## Text excerpt:
begin

He has submerged the protagonists with a gentle light and avoids stark contrasts and sharp demarcations, which were common in his earlier paintings. This blending of contrasts makes the men to appear more gentle – they are not tormented by dilemmas of Biblical proportions. They are but wealthy citizens trying to bring about civility and order through their dutiful influence. At the same time, these are men who make difficult and sometimes harsh decisions, and the caution and wisdom in their faces recognizes that they need to always be alert to their surroundings.
Technically, Rembrandt achieves this mixture of gentleness and caution with the natural chiaroscuro provided by the dark clothes and the contrasting white collars. The men's illumined (enlightened, intelligent) faces are lit up by the light reflected off their white collars. The costumes, as well as describing rank and status, become natural props aiding Rembrandt's technique of playing with light and dark contrasts, light and dark moods, light and dark personalities, and other psychological polarities.

end

## Information shown:
begin

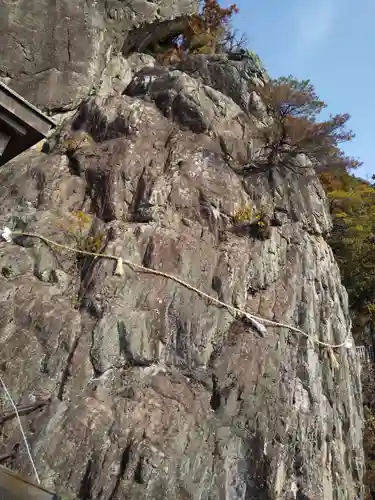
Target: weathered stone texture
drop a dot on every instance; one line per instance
(152, 391)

end

## Parts of the exercise:
1. In the passage about Rembrandt's painting, swap "chiaroscuro" for "play of light and shade" and give the text between "Technically, Rembrandt achieves" and "other psychological polarities.", inclusive.
2. Extend the passage about Rembrandt's painting, picking up after its last sentence.
The data is separate from the passage about Rembrandt's painting.

## Results for the exercise:
1.
Technically, Rembrandt achieves this mixture of gentleness and caution with the natural play of light and shade provided by the dark clothes and the contrasting white collars. The men's illumined (enlightened, intelligent) faces are lit up by the light reflected off their white collars. The costumes, as well as describing rank and status, become natural props aiding Rembrandt's technique of playing with light and dark contrasts, light and dark moods, light and dark personalities, and other psychological polarities.

2.
Rembrandt is the master of painting technique, above all using light. He has placed muted gold everywhere, from the cloth on the table to the paneling in the back wall. The effect is a glow from undecipherable sources, portraying a subdued presence of wealth, since despite their austere clothing, and probably equally restrained passions, these are men have financial and social security.
Rembrandt's art is also full of movement. The rhythm of the white collars in Syndics of the Draper's Guildtake takes us from one side of the group to the other in gentle curves. Rembrandt wants us to see the men one after the other with this slow sweep of motion, where each man is distinct and individual.
The men appear surprised by an unexpected visitor. They are looking up, or around, at the visitor, and one guild member is standing up to acknowledge (confront?) the visitor. This puts a spontaneous tone to the painting, which a formal sitting couldn't.
Since we cannot see this 'unexpected guest', then could it be us, the viewers? In such a manner, Rembrandt includes us into his painting, and joins us, even several hundred years later, with his gentle men.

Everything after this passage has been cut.